Copy the data below verbatim, starting with the line that contains "outline --target=chef hat" and continuing through the end of the data. Leave out the pictures.

┄┄┄┄┄┄

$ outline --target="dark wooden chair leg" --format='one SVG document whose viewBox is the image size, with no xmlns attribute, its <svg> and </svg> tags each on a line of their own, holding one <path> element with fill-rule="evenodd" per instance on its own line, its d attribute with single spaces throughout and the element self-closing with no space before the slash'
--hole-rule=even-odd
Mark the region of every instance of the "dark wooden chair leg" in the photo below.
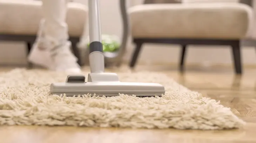
<svg viewBox="0 0 256 143">
<path fill-rule="evenodd" d="M 81 56 L 79 52 L 79 49 L 76 46 L 77 43 L 74 42 L 71 42 L 72 44 L 72 50 L 74 52 L 75 56 L 78 58 L 78 63 L 80 66 L 82 66 L 82 62 L 81 61 Z"/>
<path fill-rule="evenodd" d="M 239 42 L 231 45 L 233 53 L 234 67 L 236 74 L 242 74 L 241 52 Z"/>
<path fill-rule="evenodd" d="M 135 66 L 135 64 L 136 63 L 136 62 L 137 61 L 138 57 L 140 54 L 140 52 L 141 51 L 143 43 L 140 42 L 137 43 L 136 43 L 136 47 L 134 49 L 133 54 L 133 58 L 130 63 L 130 67 L 131 68 L 133 68 Z"/>
<path fill-rule="evenodd" d="M 32 44 L 30 42 L 27 42 L 27 57 L 28 56 L 32 48 Z M 28 68 L 31 68 L 33 67 L 33 64 L 30 62 L 28 62 Z"/>
<path fill-rule="evenodd" d="M 182 45 L 181 49 L 181 55 L 180 61 L 180 71 L 183 72 L 184 65 L 184 60 L 186 55 L 186 48 L 187 45 Z"/>
</svg>

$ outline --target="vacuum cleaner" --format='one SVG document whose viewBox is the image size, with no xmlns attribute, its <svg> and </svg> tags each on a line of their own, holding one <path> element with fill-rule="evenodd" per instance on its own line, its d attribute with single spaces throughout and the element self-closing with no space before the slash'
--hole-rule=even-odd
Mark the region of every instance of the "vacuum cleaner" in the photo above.
<svg viewBox="0 0 256 143">
<path fill-rule="evenodd" d="M 106 97 L 117 96 L 120 94 L 139 97 L 161 96 L 164 95 L 164 87 L 159 83 L 121 82 L 117 74 L 104 72 L 99 2 L 98 0 L 89 0 L 88 6 L 90 73 L 88 74 L 87 81 L 84 75 L 69 75 L 66 82 L 51 84 L 51 94 L 65 94 L 67 96 L 89 94 Z"/>
</svg>

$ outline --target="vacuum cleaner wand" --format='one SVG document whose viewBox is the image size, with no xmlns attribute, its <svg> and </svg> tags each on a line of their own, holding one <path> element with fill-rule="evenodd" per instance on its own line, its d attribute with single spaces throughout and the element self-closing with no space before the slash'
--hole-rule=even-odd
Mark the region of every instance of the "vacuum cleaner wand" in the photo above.
<svg viewBox="0 0 256 143">
<path fill-rule="evenodd" d="M 52 94 L 74 96 L 87 94 L 114 96 L 120 94 L 138 96 L 161 96 L 164 87 L 158 83 L 119 81 L 115 73 L 104 72 L 104 55 L 101 43 L 99 3 L 97 0 L 88 1 L 91 72 L 86 82 L 83 75 L 69 75 L 65 82 L 51 84 Z"/>
</svg>

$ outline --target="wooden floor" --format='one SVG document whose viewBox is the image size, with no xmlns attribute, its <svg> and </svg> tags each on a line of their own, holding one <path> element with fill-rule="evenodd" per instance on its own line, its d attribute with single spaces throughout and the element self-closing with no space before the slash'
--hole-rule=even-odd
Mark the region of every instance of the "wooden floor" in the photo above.
<svg viewBox="0 0 256 143">
<path fill-rule="evenodd" d="M 244 128 L 199 131 L 0 127 L 0 143 L 256 143 L 256 69 L 245 69 L 241 76 L 235 76 L 231 68 L 192 68 L 182 74 L 168 67 L 139 66 L 136 70 L 162 72 L 190 89 L 220 100 L 247 122 Z"/>
</svg>

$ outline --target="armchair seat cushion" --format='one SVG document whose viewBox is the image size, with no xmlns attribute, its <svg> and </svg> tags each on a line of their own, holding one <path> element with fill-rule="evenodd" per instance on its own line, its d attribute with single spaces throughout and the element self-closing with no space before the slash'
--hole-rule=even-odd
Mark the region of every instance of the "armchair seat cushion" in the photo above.
<svg viewBox="0 0 256 143">
<path fill-rule="evenodd" d="M 237 39 L 253 16 L 248 6 L 231 3 L 137 5 L 129 14 L 134 38 Z"/>
<path fill-rule="evenodd" d="M 38 0 L 0 0 L 0 34 L 36 35 L 42 17 L 42 4 Z M 68 7 L 69 34 L 80 36 L 87 17 L 87 8 L 75 2 L 69 3 Z"/>
</svg>

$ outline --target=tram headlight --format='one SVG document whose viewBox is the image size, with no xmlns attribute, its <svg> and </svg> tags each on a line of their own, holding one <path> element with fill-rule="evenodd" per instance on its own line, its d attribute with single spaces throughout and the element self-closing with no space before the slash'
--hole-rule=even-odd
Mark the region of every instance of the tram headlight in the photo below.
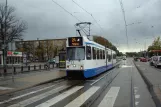
<svg viewBox="0 0 161 107">
<path fill-rule="evenodd" d="M 83 66 L 80 66 L 80 69 L 83 69 Z"/>
</svg>

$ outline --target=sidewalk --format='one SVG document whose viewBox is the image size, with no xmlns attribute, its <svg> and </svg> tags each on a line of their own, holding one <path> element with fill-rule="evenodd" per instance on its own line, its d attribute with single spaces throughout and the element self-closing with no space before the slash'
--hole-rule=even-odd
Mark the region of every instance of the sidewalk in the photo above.
<svg viewBox="0 0 161 107">
<path fill-rule="evenodd" d="M 65 76 L 65 70 L 51 69 L 50 71 L 42 70 L 41 72 L 19 74 L 14 77 L 14 81 L 12 80 L 12 76 L 1 77 L 0 95 L 33 87 Z"/>
<path fill-rule="evenodd" d="M 161 107 L 161 69 L 146 62 L 134 62 L 157 105 Z"/>
</svg>

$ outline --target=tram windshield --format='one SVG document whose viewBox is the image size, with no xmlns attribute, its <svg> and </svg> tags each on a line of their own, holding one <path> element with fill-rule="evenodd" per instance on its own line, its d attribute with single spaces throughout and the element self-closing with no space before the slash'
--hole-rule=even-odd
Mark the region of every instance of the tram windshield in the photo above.
<svg viewBox="0 0 161 107">
<path fill-rule="evenodd" d="M 85 49 L 84 47 L 68 47 L 67 60 L 84 60 Z"/>
</svg>

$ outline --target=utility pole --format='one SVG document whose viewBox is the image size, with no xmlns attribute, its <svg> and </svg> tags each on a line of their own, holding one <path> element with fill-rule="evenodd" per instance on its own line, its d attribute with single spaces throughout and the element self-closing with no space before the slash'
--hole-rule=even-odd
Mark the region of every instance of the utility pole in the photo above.
<svg viewBox="0 0 161 107">
<path fill-rule="evenodd" d="M 2 34 L 2 39 L 3 39 L 3 69 L 4 69 L 4 74 L 7 72 L 7 68 L 6 68 L 6 49 L 7 49 L 7 44 L 6 44 L 6 36 L 7 36 L 7 0 L 6 0 L 6 5 L 5 5 L 5 23 L 1 24 L 1 28 L 2 28 L 2 32 L 3 32 L 3 29 L 4 29 L 4 33 Z"/>
</svg>

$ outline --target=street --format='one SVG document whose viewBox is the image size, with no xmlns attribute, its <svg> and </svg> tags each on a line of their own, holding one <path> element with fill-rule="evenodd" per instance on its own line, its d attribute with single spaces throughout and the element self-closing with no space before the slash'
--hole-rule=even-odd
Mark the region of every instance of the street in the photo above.
<svg viewBox="0 0 161 107">
<path fill-rule="evenodd" d="M 1 107 L 155 107 L 132 59 L 88 80 L 62 79 L 0 96 Z"/>
</svg>

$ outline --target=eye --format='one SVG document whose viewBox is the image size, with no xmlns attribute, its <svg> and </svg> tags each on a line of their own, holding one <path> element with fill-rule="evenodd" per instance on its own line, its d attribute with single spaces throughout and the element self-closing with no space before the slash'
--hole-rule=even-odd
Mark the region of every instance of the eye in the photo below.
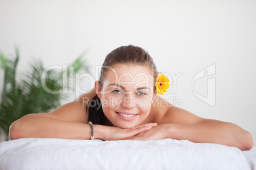
<svg viewBox="0 0 256 170">
<path fill-rule="evenodd" d="M 146 93 L 143 91 L 139 91 L 137 93 L 138 95 L 139 95 L 139 96 L 143 96 L 145 95 L 146 95 Z"/>
<path fill-rule="evenodd" d="M 118 89 L 114 89 L 112 91 L 113 91 L 113 93 L 114 93 L 115 94 L 121 94 L 122 93 L 122 91 Z"/>
</svg>

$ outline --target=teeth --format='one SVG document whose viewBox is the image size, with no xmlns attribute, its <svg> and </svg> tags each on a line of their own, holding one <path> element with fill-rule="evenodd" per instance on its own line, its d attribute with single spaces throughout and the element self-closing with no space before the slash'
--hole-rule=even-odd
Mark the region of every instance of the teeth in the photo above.
<svg viewBox="0 0 256 170">
<path fill-rule="evenodd" d="M 132 117 L 132 116 L 136 115 L 125 115 L 125 114 L 120 114 L 120 113 L 118 113 L 118 112 L 117 112 L 117 113 L 118 113 L 118 114 L 122 115 L 123 115 L 124 117 Z"/>
</svg>

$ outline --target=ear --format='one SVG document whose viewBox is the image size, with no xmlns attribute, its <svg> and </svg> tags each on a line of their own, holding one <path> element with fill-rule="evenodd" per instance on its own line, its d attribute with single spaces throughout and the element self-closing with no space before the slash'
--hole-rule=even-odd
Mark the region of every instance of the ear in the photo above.
<svg viewBox="0 0 256 170">
<path fill-rule="evenodd" d="M 95 90 L 96 91 L 96 95 L 101 100 L 101 87 L 99 81 L 96 81 L 94 84 Z"/>
</svg>

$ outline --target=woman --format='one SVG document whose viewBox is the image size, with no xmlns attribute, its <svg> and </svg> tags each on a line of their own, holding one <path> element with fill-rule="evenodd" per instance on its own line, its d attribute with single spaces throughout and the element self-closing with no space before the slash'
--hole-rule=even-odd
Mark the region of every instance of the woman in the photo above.
<svg viewBox="0 0 256 170">
<path fill-rule="evenodd" d="M 95 88 L 82 95 L 80 101 L 50 114 L 24 116 L 11 126 L 10 138 L 173 138 L 220 143 L 242 150 L 253 147 L 251 134 L 238 126 L 199 117 L 157 96 L 169 86 L 166 77 L 157 74 L 144 49 L 131 45 L 120 47 L 106 56 Z"/>
</svg>

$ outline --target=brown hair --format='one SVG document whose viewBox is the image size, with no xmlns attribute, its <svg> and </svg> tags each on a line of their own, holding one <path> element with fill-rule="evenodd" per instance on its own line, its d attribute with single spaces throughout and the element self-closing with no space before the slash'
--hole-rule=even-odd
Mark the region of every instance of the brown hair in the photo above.
<svg viewBox="0 0 256 170">
<path fill-rule="evenodd" d="M 101 87 L 108 69 L 114 65 L 124 63 L 133 63 L 151 68 L 153 69 L 154 80 L 157 77 L 157 68 L 152 58 L 148 52 L 140 47 L 132 45 L 121 46 L 112 51 L 105 58 L 99 77 L 99 83 Z M 107 118 L 103 113 L 101 101 L 97 95 L 90 101 L 87 109 L 89 110 L 88 121 L 91 121 L 96 124 L 104 124 Z"/>
</svg>

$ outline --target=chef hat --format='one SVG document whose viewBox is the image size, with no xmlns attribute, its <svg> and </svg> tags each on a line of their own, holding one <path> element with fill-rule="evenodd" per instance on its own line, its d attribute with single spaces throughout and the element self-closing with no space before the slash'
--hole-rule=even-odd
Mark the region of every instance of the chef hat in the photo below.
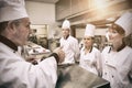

┄┄┄┄┄┄

• _Task answer_:
$ outline --target=chef hat --format='one SVG document whose viewBox is the image size, with no xmlns attribute, its <svg> and </svg> tags each on a line of their own, holding one <path> element with fill-rule="evenodd" per instance on its own line, its d attribute with single spaces throughout and the element self-closing with no space before the slash'
--hole-rule=even-odd
Mark the region of every instance of the chef hat in the photo below.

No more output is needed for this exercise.